-------- Supplied material --------

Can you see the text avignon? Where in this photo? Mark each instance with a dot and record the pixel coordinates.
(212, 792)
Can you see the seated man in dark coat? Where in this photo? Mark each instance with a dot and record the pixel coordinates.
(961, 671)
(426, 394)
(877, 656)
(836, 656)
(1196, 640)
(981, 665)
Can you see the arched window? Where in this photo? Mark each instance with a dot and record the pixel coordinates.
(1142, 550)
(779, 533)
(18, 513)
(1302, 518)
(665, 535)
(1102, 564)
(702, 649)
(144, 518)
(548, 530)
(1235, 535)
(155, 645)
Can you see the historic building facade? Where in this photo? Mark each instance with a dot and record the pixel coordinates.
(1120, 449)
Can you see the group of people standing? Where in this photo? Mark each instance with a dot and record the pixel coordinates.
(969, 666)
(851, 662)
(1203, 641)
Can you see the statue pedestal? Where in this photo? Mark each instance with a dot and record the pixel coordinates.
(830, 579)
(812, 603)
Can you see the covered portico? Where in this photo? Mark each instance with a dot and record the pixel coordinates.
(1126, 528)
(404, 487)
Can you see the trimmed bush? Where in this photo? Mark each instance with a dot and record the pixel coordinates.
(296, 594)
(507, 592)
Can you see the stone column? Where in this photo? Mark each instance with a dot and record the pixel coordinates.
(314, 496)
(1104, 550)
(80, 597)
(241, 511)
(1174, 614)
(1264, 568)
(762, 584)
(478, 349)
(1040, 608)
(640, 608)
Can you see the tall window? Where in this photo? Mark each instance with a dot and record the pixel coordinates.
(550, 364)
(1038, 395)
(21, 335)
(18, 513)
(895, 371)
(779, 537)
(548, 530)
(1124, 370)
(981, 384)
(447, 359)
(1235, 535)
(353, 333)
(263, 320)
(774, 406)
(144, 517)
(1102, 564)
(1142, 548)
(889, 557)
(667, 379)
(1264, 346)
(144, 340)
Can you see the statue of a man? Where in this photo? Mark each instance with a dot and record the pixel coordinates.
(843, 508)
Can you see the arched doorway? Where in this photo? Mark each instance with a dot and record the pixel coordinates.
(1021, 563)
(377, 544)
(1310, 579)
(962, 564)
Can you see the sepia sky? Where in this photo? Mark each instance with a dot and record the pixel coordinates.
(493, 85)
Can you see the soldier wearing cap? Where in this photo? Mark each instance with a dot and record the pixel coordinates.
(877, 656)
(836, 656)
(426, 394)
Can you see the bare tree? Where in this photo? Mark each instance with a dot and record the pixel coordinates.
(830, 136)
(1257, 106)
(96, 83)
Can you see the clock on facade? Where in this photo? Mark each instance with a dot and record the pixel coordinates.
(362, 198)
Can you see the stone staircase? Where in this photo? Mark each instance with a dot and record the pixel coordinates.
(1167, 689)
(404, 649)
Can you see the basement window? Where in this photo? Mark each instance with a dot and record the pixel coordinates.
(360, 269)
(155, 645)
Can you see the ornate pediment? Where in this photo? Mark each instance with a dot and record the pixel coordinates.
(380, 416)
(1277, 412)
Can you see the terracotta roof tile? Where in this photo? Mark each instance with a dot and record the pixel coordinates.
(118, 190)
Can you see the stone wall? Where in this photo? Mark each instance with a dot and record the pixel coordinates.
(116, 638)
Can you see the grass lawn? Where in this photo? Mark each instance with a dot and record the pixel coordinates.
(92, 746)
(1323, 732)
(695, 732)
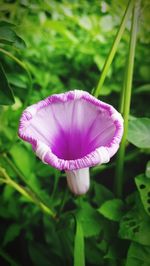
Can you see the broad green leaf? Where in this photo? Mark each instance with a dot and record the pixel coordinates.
(79, 256)
(138, 255)
(134, 225)
(39, 255)
(143, 186)
(6, 93)
(90, 220)
(139, 132)
(12, 232)
(147, 172)
(112, 209)
(9, 36)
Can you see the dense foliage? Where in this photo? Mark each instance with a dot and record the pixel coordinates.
(49, 47)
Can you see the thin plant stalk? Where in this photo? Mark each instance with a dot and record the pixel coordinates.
(127, 100)
(114, 47)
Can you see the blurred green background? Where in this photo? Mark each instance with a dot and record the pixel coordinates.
(49, 47)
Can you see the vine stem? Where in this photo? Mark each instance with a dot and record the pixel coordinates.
(114, 48)
(126, 100)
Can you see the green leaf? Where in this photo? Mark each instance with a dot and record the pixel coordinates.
(139, 132)
(138, 255)
(143, 186)
(6, 93)
(112, 209)
(9, 36)
(79, 256)
(12, 232)
(101, 194)
(134, 225)
(39, 255)
(90, 220)
(147, 172)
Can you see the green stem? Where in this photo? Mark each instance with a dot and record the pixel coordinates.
(21, 64)
(127, 100)
(114, 48)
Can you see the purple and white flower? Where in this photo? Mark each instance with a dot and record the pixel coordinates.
(72, 131)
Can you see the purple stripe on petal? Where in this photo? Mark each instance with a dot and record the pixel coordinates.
(72, 130)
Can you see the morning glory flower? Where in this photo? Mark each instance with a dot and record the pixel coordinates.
(72, 131)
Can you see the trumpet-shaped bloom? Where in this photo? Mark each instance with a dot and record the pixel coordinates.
(72, 131)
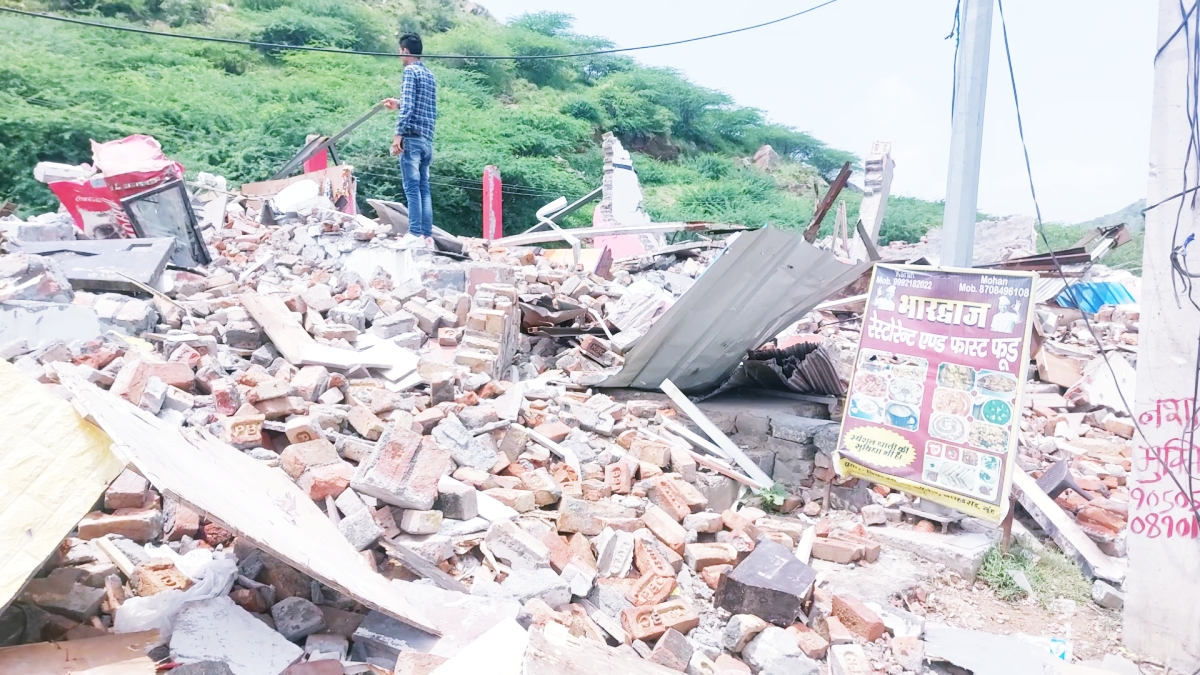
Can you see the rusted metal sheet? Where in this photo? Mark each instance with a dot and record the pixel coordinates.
(763, 282)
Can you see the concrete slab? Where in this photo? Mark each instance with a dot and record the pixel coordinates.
(984, 653)
(961, 553)
(41, 323)
(892, 574)
(219, 629)
(499, 651)
(94, 266)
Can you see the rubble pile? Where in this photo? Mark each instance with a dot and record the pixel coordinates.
(1074, 414)
(435, 426)
(442, 408)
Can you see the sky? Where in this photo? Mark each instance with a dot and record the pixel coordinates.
(861, 71)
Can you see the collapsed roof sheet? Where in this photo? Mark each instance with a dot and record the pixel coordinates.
(763, 282)
(256, 502)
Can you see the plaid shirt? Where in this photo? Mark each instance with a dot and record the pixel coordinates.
(418, 102)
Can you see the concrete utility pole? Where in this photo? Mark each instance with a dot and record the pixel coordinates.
(966, 138)
(1162, 609)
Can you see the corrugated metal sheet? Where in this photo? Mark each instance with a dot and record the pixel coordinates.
(1093, 296)
(765, 281)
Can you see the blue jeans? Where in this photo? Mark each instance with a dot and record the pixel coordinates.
(414, 167)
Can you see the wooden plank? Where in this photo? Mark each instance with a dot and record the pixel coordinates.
(288, 336)
(706, 425)
(810, 233)
(423, 567)
(107, 655)
(593, 232)
(115, 555)
(567, 454)
(1065, 531)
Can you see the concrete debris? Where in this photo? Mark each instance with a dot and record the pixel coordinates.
(438, 414)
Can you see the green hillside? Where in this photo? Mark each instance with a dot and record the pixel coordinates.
(243, 112)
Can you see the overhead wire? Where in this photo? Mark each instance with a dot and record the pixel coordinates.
(351, 52)
(1187, 491)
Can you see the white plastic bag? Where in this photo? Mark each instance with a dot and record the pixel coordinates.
(213, 574)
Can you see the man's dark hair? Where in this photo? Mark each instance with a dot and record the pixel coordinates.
(412, 42)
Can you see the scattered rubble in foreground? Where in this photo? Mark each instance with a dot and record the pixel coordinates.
(432, 418)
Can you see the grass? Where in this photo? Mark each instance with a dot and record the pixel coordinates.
(1050, 573)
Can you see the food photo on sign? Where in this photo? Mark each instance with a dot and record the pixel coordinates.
(934, 399)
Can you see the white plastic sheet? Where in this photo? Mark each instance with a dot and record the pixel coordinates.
(211, 572)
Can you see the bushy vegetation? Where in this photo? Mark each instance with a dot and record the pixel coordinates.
(1127, 257)
(1050, 573)
(243, 112)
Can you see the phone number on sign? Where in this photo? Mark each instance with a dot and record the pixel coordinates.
(1005, 291)
(903, 282)
(1159, 523)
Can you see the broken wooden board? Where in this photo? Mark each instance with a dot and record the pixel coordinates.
(723, 441)
(1063, 530)
(107, 655)
(294, 342)
(421, 567)
(545, 236)
(258, 503)
(555, 651)
(53, 469)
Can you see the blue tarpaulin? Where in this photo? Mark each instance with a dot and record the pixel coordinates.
(1093, 296)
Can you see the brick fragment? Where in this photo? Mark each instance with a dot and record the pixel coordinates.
(858, 617)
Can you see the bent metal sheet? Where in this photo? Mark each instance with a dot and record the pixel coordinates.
(935, 399)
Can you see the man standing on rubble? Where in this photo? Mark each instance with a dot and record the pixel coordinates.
(413, 144)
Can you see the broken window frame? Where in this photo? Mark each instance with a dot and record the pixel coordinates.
(190, 250)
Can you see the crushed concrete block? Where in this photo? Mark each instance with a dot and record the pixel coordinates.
(297, 619)
(771, 583)
(517, 548)
(64, 595)
(774, 651)
(402, 471)
(360, 529)
(127, 491)
(219, 629)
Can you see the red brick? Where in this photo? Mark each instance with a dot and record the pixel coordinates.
(556, 431)
(735, 521)
(837, 550)
(659, 454)
(811, 643)
(185, 521)
(858, 617)
(649, 559)
(651, 589)
(216, 536)
(870, 548)
(619, 477)
(1071, 500)
(712, 574)
(667, 496)
(666, 527)
(417, 663)
(328, 481)
(726, 664)
(1099, 520)
(298, 458)
(138, 524)
(838, 632)
(649, 622)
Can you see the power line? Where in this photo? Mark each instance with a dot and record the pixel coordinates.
(1069, 288)
(351, 52)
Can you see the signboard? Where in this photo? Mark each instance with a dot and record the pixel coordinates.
(935, 401)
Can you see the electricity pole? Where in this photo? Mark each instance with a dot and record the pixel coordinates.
(966, 137)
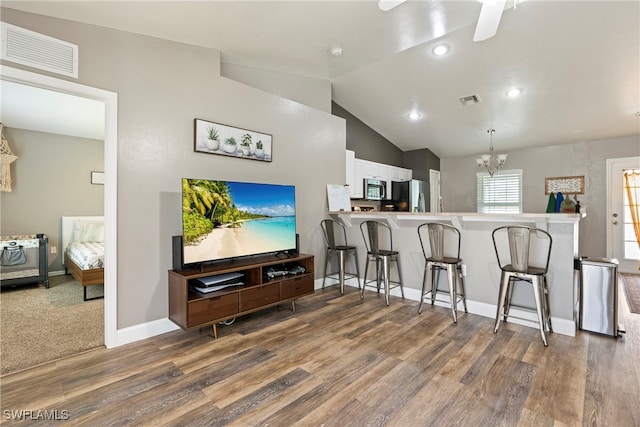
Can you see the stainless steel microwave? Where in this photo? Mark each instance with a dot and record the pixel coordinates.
(374, 189)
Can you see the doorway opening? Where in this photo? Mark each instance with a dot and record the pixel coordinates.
(110, 100)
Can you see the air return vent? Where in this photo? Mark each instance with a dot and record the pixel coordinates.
(39, 51)
(470, 100)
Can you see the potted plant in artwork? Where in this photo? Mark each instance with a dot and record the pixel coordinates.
(259, 151)
(245, 144)
(229, 145)
(212, 142)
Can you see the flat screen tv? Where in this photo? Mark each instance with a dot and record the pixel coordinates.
(226, 219)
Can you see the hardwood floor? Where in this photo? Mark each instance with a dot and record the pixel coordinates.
(341, 361)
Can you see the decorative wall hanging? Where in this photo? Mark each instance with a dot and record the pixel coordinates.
(564, 184)
(6, 158)
(215, 138)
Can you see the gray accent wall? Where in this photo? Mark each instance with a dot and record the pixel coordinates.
(458, 181)
(51, 178)
(420, 161)
(367, 143)
(162, 87)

--------

**Stated task:**
Each line from the one bearing "Can you see the power" through the final line of the records is to be copied exactly, and no pictures are to be included.

**Finished answer:**
Can you see the power line? Where in this photo? Mark each instance with a dot and record the pixel coordinates.
(1069, 288)
(351, 52)
Can you see the signboard? Where in this photo? Mark each instance with a dot and record the pixel coordinates.
(935, 401)
Can you see the electricity pole? Where in this photo? Mark each instance with a dot and record the pixel coordinates.
(966, 137)
Can you see the stainless steel microwave? Where in this photo? Mark each instance with a dot and record the pixel coordinates.
(374, 189)
Can you see the doorway opening? Where in this photo? Mark each instance with a dot and record the pixel coordinates.
(110, 100)
Can you see the air return vent? Where in this photo? Mark each instance with a dot and record the pixel coordinates.
(39, 51)
(470, 100)
Can you see the potted plant in artwork? Where in this photo? Mark each instance with a dot and record the pixel coordinates.
(259, 151)
(245, 144)
(229, 145)
(212, 142)
Can you see the flat screen tv? Where in this photo? Mark each instance with a dot and record the pixel coordinates.
(226, 219)
Can you see the hardwood floor? Where in this photo? Mark each instance with a dot and record the pixel coordinates.
(341, 361)
Can you see the decorative wall hanging? Where in this photo? Mark each instance with a dot and record the pixel coordinates.
(564, 184)
(6, 158)
(215, 138)
Can you see the gray accent wall? Where in this photo? Mark each instance with a dot and record the pixel coordinates.
(458, 181)
(51, 178)
(420, 161)
(367, 143)
(162, 87)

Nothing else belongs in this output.